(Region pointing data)

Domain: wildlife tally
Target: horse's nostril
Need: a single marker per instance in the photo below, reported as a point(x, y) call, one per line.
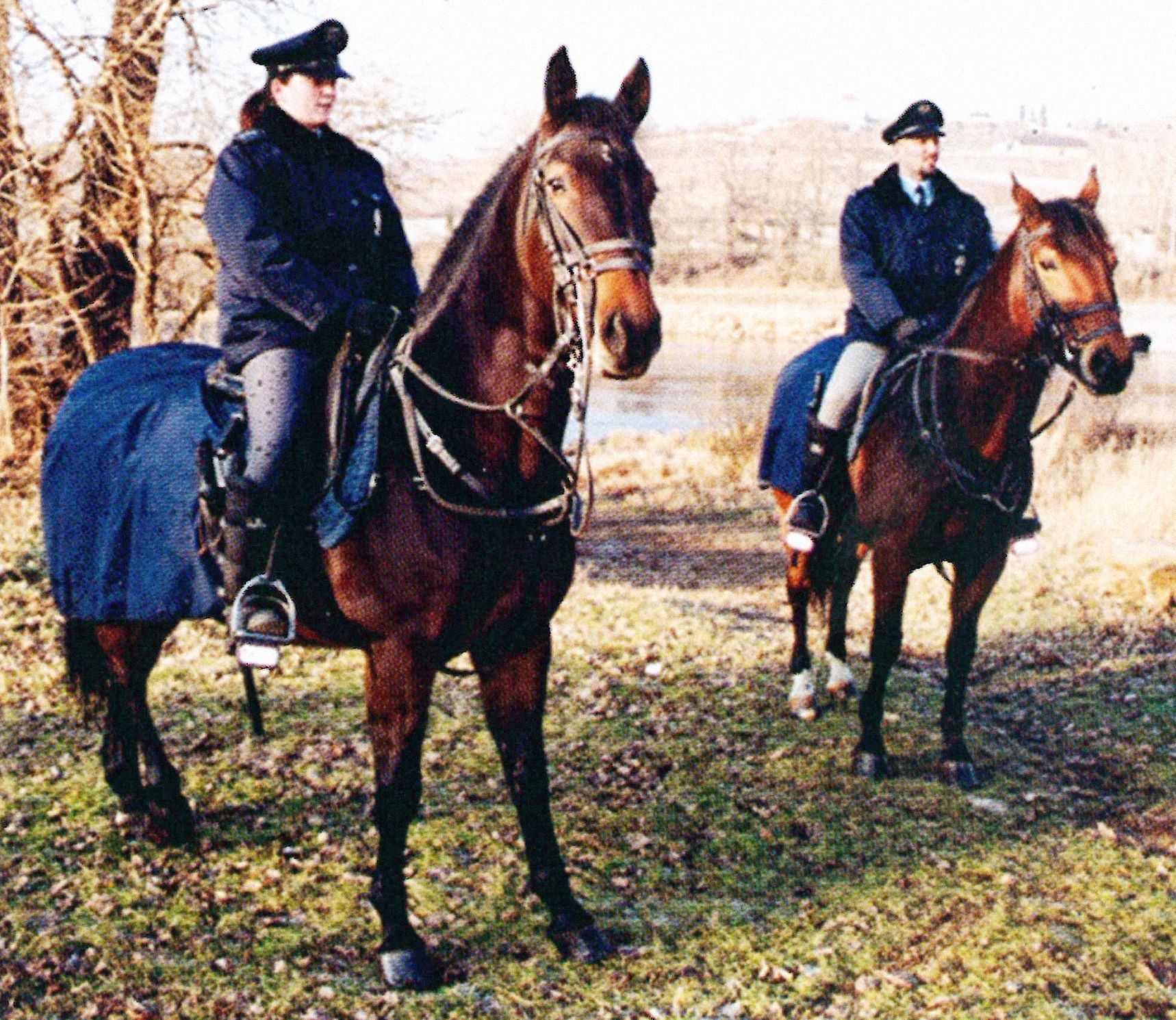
point(1102, 365)
point(1108, 372)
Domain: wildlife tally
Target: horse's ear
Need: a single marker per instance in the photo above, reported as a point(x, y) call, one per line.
point(560, 86)
point(1030, 206)
point(633, 98)
point(1089, 193)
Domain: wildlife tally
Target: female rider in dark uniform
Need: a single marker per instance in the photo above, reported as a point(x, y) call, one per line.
point(311, 248)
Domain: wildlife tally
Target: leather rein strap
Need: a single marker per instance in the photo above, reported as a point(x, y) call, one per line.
point(575, 267)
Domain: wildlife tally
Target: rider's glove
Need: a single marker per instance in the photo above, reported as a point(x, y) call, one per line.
point(370, 322)
point(906, 329)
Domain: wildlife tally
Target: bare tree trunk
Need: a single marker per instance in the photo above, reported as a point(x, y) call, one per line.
point(10, 281)
point(100, 272)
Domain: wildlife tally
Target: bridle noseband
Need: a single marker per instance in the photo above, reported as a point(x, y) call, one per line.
point(575, 268)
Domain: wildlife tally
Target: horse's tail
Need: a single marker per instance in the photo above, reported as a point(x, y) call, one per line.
point(87, 671)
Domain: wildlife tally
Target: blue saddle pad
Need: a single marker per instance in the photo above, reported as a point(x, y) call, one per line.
point(119, 489)
point(784, 440)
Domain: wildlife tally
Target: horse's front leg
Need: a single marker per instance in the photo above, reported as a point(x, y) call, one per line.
point(514, 689)
point(892, 570)
point(802, 696)
point(399, 685)
point(132, 651)
point(841, 685)
point(973, 585)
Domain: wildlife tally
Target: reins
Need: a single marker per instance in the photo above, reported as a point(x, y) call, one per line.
point(575, 267)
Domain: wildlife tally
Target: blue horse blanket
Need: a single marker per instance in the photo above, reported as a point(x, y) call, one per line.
point(784, 440)
point(119, 487)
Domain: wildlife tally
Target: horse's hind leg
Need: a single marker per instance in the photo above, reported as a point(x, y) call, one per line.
point(131, 652)
point(91, 672)
point(514, 689)
point(973, 585)
point(891, 576)
point(399, 686)
point(841, 685)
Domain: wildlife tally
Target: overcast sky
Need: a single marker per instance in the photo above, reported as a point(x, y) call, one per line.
point(480, 62)
point(478, 65)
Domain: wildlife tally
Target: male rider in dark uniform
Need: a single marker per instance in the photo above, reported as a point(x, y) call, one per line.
point(913, 245)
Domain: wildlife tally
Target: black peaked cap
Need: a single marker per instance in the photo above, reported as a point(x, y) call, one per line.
point(917, 119)
point(314, 52)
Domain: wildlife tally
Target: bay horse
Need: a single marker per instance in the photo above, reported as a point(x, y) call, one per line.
point(468, 543)
point(943, 472)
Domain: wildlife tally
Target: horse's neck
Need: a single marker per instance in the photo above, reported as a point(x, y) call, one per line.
point(486, 337)
point(995, 401)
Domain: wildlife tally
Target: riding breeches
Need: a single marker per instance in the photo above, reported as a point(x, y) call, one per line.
point(842, 392)
point(279, 391)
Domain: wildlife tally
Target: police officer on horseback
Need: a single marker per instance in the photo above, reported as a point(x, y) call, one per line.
point(312, 251)
point(913, 245)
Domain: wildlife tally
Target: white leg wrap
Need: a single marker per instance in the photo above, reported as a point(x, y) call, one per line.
point(841, 678)
point(802, 698)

*Your instructions*:
From the records above, return exactly the lines running from the one that contains "Target: horse's nostril" down to the one that contains "Target: blue saddle pad", both included, without any pictures.

*Response*:
Target: horse's nostril
Need: a single marker per instance in the photo below, reported as a point(x, y) call, one per line.
point(1102, 365)
point(1108, 372)
Domain: wildlife tally
Target: horse's ear
Need: a single marker per instance in the photo above, reported as a point(x, y) call, one per line.
point(560, 86)
point(1030, 206)
point(633, 98)
point(1089, 193)
Domain: wildlife tally
Target: female rider in dark uniform
Need: a single marker per instance in the photo above, reported as a point(x, y) call, one per line.
point(311, 248)
Domain: wildlife tally
Target: leather rein strap
Need: a single marker per instance in the photo above, reported as a point(x, y) call, one per line.
point(575, 267)
Domain: wildlife tally
Target: rider's glove
Need: a single marker per instance in the photo above, reported as a point(x, y) call, one per line.
point(370, 322)
point(906, 329)
Domain: wildlife tally
Target: bare tree trunk
Need: a single marker per instance in the photo above, reported as a point(x, y) call, one per line.
point(10, 281)
point(100, 272)
Domain: wildlife tally
Target: bridle noseband
Need: a single marker per instance in the photo above, reported as a point(x, y) call, one per line.
point(575, 268)
Domain: wildlife tally
Target: horse's tail
Need: a single marker per instance in the photo above, reported as a point(x, y) call, one per line.
point(87, 671)
Domain: wildlife tally
Target: blue saddle pad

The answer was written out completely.